▸ **WHAT YOU NEED TO DO**
Continue the passage on biological atoms and variation from its last sentence.

▸ **PASSAGE**

+++

But the biological atoms are living, that is to say, they are continually undergoing anabolism and katabolism, growth and decay. They exhibit all the phenomena of life, they must grow and divide, and they must absorb nourishment; hence it is not surprising that they should differ slightly among themselves, that they should exhibit the phenomenon of variation. Although probably all are composed of the same living material, no two are exactly alike, hence the molecules formed by them will also differ from one another. Thus we can see why it is that all organisms exhibit fluctuating variations.

+++

▸ **INFORMATION PROVIDED**
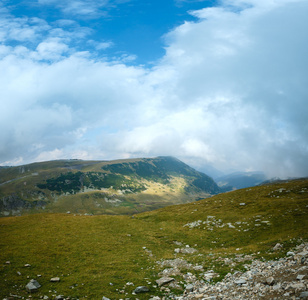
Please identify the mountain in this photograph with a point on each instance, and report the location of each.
(240, 180)
(101, 187)
(241, 235)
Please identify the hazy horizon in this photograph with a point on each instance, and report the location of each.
(216, 84)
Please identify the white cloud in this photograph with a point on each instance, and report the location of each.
(231, 91)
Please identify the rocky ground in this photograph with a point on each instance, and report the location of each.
(286, 278)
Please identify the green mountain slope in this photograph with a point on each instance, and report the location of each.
(96, 256)
(101, 187)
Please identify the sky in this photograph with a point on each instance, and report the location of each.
(218, 84)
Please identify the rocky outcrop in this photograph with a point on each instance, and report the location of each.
(13, 204)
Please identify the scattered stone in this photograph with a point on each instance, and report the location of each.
(303, 295)
(240, 281)
(270, 280)
(285, 278)
(164, 280)
(277, 247)
(32, 286)
(141, 289)
(189, 288)
(188, 250)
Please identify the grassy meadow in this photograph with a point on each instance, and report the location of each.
(110, 256)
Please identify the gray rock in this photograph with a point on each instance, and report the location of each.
(270, 280)
(32, 286)
(188, 250)
(240, 281)
(55, 279)
(189, 288)
(277, 247)
(164, 280)
(303, 294)
(141, 289)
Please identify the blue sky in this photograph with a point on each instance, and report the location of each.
(129, 27)
(220, 84)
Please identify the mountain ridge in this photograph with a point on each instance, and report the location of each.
(124, 186)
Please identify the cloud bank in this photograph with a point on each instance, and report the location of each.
(231, 91)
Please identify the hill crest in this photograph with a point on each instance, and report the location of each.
(123, 186)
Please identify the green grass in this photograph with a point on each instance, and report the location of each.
(90, 252)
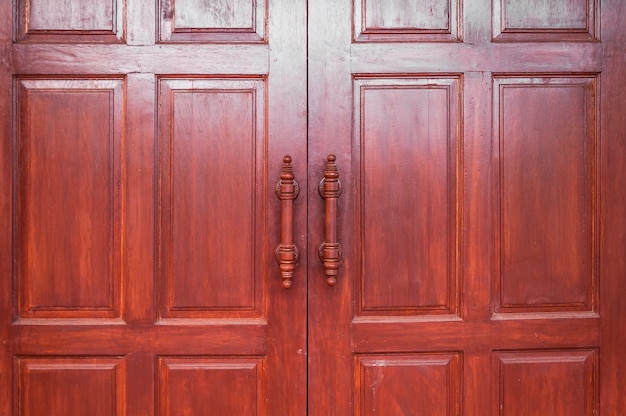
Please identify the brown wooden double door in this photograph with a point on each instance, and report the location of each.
(482, 158)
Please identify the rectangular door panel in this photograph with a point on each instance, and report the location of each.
(547, 169)
(212, 144)
(203, 386)
(69, 219)
(406, 140)
(546, 382)
(70, 386)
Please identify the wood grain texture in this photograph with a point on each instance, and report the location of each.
(69, 162)
(408, 21)
(59, 386)
(613, 211)
(212, 141)
(546, 382)
(543, 20)
(228, 386)
(71, 21)
(407, 129)
(212, 21)
(547, 155)
(275, 336)
(400, 384)
(7, 304)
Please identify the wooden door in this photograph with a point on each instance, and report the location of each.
(141, 144)
(480, 148)
(481, 220)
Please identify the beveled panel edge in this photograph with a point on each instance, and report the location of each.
(591, 33)
(589, 356)
(22, 34)
(592, 82)
(543, 332)
(256, 33)
(84, 59)
(453, 360)
(256, 84)
(164, 363)
(453, 82)
(452, 34)
(116, 85)
(114, 363)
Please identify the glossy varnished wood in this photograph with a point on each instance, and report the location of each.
(525, 167)
(113, 127)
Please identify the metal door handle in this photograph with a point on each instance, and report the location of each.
(330, 250)
(287, 189)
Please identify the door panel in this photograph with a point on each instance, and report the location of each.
(140, 165)
(68, 233)
(472, 219)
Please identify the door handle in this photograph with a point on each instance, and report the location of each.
(330, 249)
(287, 189)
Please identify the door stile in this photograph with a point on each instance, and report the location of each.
(330, 132)
(6, 208)
(613, 211)
(287, 308)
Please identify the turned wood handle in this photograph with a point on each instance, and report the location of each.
(287, 189)
(330, 250)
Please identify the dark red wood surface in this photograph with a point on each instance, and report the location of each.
(480, 218)
(139, 152)
(482, 223)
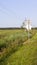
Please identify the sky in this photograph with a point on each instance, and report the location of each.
(14, 12)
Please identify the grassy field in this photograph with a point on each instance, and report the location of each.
(16, 49)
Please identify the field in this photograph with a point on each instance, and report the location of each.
(16, 48)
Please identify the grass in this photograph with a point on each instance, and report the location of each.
(25, 55)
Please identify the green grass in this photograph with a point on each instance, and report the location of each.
(26, 54)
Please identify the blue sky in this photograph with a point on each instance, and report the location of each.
(14, 12)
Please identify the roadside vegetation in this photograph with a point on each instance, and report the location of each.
(12, 49)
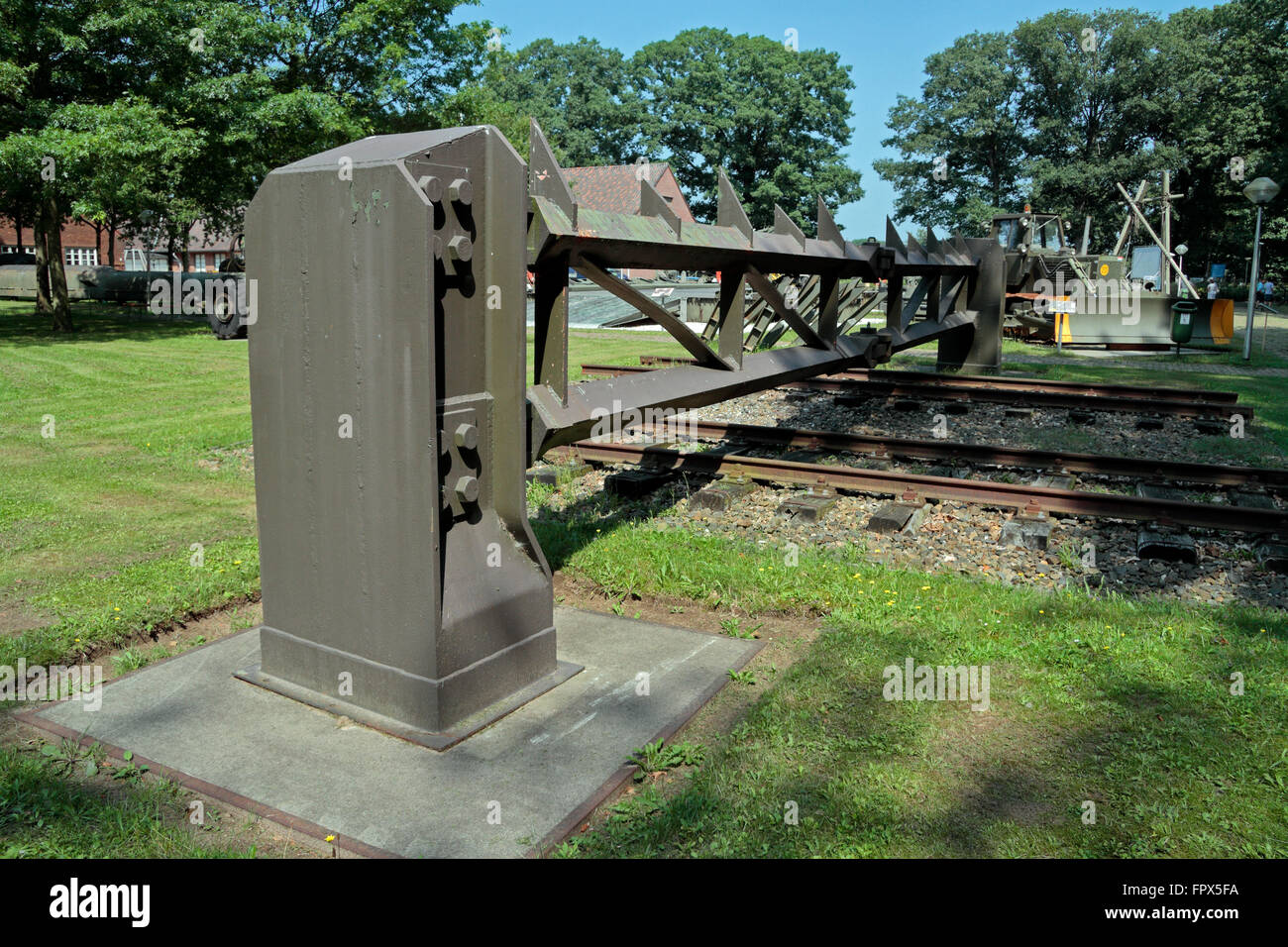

+++

▸ **RESPONSE TO THE TASK**
Very different are the discontinuous variations or mutations. These would seem to be due to either a rearrangement of the biological atoms in the biological molecule or the splitting up of the latter into two or more molecules. This, of course, is pure hypothesis. Let us take an imaginary example. Suppose that a biological molecule contains eighteen biological atoms, and that these are arranged in the form of an equilateral triangle, six of them going to each side. Suppose now, that from some cause or other they rearrange themselves to form an isosceles triangle, so that only four form the base and seven go to each of the remaining sides. Such an arrangement would give rise to a mutation. Suppose now that, from some cause or other, this triangular biological molecule were to split up into two triangles, each having three atoms to each side, we should obtain a still more marked mutation. We are far from saying that the atoms in the organic molecule ever take such forms. We have merely attempted to give rough but simple illustrations of the kind of processes which on this hypothesis might be expected to take place in the germ cells or the fertilised eggs.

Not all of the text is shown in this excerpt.